* **Problem statement**: Copy out the Sir Martin Sorrell interview page below word for word, from its title line to its final question.

* **Selection**:
Sir Martin Sorrell on sign-on bonus, procurement and more

Sir Martin Sorrell talks about the major events, intricacies and highlights in the communications, marketing and advertising universe that took place last month.

Anant Rangaswami December 24, 2013 10:30:14 IST
Sir Martin Sorrell on sign-on bonus, procurement and more

Sir Martin Sorrell, the CEO of WPP, joins Storyboard Editor Anant Rangaswami to discuss all the major events, intricacies and highlights in the communications, marketing and advertising universe that took place last month.

To watch Part-2 of the interview, click here.

Sir Martin Sorrell on signon bonus procurement and more

Q: What are your thoughts on companies asking agencies to pay a sign-on bonus on winning a business? What would be the rationale behind the thinking?

* **Entries**:

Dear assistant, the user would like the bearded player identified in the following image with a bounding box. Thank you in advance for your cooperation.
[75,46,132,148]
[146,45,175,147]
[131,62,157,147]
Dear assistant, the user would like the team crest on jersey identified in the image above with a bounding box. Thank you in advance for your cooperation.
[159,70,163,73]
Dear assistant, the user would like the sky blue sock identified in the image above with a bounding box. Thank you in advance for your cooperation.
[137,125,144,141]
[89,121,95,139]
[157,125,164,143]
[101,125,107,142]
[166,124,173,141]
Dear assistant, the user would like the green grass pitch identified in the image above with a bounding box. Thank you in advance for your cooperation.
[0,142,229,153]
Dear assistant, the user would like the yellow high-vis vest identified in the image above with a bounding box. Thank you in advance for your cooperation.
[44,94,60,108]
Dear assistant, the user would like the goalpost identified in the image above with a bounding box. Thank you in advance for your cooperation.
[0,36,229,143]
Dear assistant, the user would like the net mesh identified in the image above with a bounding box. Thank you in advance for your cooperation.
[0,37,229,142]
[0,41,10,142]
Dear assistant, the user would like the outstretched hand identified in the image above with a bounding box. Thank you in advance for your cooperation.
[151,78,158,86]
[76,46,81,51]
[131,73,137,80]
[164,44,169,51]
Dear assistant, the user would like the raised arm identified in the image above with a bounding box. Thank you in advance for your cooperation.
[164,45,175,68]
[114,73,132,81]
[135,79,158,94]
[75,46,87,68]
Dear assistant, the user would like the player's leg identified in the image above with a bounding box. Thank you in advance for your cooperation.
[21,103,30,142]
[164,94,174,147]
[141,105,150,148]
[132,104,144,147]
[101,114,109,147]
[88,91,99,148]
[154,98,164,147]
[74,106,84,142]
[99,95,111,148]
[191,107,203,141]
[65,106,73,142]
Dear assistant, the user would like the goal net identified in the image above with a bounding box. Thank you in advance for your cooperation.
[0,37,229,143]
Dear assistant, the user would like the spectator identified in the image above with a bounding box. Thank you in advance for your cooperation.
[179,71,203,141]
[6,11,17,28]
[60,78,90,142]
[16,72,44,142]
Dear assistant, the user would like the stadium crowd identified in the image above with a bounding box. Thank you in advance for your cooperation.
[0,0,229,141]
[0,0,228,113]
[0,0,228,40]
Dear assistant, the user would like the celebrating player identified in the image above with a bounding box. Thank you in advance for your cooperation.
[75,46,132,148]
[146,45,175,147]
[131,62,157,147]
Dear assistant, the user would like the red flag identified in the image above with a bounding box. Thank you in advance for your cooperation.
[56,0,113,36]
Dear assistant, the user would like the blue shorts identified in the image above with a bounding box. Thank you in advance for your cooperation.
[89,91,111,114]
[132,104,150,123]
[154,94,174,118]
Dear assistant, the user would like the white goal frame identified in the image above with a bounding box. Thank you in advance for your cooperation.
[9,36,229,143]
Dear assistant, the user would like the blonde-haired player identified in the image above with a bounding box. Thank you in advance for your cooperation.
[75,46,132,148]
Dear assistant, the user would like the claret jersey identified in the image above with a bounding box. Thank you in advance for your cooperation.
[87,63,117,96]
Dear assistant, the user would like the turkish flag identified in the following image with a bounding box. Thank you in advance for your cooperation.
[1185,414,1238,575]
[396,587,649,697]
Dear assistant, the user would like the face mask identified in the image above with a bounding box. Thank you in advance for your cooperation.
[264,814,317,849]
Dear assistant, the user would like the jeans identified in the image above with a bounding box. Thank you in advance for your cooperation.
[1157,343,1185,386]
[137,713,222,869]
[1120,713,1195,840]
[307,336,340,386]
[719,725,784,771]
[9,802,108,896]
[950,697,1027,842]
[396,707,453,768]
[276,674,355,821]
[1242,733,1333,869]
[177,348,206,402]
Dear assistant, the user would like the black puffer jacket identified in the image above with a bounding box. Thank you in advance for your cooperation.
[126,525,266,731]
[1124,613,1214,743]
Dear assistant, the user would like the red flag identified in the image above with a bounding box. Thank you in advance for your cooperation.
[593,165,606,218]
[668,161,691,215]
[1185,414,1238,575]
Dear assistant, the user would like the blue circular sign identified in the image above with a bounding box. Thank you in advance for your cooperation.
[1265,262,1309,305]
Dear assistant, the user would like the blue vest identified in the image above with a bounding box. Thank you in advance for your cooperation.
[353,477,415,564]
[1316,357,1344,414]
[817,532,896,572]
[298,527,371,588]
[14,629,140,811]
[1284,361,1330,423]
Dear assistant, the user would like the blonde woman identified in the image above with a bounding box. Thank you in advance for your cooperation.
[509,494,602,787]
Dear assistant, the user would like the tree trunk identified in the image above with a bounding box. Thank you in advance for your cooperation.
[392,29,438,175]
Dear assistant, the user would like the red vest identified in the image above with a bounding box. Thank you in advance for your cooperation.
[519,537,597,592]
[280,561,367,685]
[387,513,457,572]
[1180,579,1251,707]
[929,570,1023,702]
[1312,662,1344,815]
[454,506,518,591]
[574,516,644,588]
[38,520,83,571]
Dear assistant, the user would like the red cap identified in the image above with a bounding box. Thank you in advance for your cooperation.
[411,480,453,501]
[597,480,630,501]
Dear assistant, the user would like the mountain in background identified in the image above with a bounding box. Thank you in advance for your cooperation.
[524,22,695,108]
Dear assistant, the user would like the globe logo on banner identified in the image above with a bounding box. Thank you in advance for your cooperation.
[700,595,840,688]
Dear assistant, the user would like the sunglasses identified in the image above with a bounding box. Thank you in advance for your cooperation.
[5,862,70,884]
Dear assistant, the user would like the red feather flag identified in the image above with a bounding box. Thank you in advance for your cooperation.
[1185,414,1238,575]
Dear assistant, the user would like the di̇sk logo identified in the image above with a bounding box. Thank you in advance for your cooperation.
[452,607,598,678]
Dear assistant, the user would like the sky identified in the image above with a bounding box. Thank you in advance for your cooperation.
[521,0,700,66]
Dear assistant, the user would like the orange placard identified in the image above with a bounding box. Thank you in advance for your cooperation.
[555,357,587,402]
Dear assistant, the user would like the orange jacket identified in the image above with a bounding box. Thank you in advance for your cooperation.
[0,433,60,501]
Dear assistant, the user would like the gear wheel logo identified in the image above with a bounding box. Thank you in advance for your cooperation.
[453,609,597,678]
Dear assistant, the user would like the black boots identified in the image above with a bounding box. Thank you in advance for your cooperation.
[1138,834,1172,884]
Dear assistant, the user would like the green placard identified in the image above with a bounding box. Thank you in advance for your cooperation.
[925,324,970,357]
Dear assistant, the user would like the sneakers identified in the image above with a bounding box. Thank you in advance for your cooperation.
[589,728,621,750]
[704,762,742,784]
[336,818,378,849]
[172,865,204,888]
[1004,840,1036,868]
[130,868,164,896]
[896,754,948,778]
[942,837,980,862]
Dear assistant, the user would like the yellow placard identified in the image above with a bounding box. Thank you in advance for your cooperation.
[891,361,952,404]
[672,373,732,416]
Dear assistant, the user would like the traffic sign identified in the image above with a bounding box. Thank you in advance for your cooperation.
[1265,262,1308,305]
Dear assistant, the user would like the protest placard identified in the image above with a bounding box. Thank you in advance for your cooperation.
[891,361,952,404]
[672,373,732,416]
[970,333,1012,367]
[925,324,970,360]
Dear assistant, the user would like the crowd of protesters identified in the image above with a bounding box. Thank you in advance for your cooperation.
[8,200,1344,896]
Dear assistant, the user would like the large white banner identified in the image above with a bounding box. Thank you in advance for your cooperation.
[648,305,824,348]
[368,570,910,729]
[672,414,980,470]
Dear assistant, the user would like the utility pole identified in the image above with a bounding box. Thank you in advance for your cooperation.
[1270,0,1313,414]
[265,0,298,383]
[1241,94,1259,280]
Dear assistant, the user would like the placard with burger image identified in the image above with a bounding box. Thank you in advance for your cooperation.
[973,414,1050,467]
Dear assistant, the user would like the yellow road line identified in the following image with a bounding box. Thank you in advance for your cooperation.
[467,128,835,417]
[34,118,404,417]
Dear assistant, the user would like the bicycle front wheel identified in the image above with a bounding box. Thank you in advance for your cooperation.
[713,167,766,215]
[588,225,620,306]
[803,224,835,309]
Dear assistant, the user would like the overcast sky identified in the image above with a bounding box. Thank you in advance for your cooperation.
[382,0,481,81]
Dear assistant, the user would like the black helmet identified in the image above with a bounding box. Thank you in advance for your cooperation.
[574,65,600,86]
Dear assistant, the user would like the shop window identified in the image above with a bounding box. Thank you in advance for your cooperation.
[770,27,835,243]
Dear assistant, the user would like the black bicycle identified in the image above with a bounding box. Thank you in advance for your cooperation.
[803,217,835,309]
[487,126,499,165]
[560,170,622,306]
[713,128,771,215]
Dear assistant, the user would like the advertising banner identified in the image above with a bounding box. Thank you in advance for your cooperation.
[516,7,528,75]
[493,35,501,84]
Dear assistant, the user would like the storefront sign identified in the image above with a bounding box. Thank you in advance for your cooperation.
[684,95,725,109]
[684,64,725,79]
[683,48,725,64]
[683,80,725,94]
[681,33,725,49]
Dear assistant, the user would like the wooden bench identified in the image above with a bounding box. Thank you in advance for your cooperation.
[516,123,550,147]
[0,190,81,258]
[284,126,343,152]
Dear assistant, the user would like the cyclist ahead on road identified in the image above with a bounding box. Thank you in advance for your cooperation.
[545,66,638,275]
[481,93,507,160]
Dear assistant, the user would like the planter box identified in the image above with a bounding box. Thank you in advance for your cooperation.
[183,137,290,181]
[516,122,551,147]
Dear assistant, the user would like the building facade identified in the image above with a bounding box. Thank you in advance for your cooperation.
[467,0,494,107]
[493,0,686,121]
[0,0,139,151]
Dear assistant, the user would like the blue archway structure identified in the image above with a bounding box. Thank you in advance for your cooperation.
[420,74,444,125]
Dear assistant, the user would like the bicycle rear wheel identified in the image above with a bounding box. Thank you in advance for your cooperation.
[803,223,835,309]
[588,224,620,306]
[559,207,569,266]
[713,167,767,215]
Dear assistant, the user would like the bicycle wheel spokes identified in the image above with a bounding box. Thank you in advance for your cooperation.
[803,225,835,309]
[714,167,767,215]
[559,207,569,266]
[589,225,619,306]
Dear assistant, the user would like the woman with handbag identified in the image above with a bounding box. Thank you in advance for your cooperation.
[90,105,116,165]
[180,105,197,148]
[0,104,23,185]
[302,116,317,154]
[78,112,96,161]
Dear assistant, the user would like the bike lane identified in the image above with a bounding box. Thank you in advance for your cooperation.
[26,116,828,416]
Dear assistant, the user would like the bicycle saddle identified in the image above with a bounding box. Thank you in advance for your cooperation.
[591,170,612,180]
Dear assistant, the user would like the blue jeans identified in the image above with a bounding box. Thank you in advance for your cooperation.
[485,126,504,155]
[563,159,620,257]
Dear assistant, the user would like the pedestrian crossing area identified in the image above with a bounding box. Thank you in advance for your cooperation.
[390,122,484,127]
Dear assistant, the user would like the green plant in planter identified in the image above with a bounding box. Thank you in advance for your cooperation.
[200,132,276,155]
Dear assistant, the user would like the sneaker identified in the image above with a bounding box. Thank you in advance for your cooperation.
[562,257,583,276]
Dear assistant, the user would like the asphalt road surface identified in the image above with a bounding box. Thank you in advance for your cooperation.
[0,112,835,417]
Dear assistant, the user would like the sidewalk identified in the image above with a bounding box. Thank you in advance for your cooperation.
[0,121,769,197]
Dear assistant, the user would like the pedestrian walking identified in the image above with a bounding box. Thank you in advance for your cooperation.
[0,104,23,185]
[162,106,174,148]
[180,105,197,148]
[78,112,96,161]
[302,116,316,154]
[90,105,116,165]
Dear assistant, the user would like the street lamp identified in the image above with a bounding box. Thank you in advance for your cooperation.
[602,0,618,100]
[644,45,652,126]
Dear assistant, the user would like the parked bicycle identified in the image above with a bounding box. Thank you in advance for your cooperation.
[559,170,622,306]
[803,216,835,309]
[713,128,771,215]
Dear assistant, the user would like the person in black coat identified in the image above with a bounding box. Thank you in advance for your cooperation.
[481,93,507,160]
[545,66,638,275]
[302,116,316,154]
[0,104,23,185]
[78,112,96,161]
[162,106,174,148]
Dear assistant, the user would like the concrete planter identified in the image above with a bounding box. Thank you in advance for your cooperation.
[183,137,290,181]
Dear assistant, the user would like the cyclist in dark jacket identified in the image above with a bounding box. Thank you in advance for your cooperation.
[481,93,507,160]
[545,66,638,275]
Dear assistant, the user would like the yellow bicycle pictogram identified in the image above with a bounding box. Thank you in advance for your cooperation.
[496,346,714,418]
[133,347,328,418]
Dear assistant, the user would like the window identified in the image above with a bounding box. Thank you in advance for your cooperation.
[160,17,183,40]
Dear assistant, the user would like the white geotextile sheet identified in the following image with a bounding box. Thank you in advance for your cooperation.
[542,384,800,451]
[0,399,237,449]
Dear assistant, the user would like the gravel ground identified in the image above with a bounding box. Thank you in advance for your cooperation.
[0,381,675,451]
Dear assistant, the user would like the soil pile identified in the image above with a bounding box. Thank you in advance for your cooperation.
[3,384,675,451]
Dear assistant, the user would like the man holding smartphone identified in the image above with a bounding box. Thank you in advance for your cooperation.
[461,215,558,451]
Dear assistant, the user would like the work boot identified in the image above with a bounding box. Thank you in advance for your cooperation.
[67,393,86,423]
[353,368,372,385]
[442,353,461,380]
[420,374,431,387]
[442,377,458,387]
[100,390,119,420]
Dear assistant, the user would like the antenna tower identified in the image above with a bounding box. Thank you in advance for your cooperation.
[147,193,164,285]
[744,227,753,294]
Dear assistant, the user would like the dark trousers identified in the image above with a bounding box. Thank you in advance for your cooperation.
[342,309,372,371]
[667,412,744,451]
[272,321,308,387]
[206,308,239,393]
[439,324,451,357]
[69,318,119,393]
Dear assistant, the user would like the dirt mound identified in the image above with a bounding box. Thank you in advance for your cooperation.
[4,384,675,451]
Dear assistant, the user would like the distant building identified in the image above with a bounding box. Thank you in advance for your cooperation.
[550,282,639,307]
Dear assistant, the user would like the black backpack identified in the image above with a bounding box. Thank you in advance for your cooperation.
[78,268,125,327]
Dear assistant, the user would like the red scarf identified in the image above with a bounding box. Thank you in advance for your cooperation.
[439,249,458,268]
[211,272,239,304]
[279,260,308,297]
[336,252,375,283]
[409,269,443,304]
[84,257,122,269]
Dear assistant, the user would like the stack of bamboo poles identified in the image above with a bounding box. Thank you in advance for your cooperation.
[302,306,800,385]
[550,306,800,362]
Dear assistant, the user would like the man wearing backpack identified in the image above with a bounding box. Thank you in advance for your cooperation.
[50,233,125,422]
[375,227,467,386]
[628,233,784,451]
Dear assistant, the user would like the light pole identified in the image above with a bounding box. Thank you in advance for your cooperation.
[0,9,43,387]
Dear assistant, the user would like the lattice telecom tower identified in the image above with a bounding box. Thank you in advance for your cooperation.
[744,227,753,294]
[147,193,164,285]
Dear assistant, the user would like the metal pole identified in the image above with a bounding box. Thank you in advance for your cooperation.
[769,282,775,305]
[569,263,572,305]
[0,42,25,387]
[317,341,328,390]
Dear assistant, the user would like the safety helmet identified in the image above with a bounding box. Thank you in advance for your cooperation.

* **Solution to the exercise**:
Sir Martin Sorrell on sign-on bonus, procurement and more

Sir Martin Sorrell talks about the major events, intricacies and highlights in the communications, marketing and advertising universe that took place last month.

Anant Rangaswami December 24, 2013 10:30:14 IST
Sir Martin Sorrell on sign-on bonus, procurement and more

Sir Martin Sorrell, the CEO of WPP, joins Storyboard Editor Anant Rangaswami to discuss all the major events, intricacies and highlights in the communications, marketing and advertising universe that took place last month.

To watch Part-2 of the interview, click here.

Sir Martin Sorrell on signon bonus procurement and more

Q: What are your thoughts on companies asking agencies to pay a sign-on bonus on winning a business? What would be the rationale behind the thinking?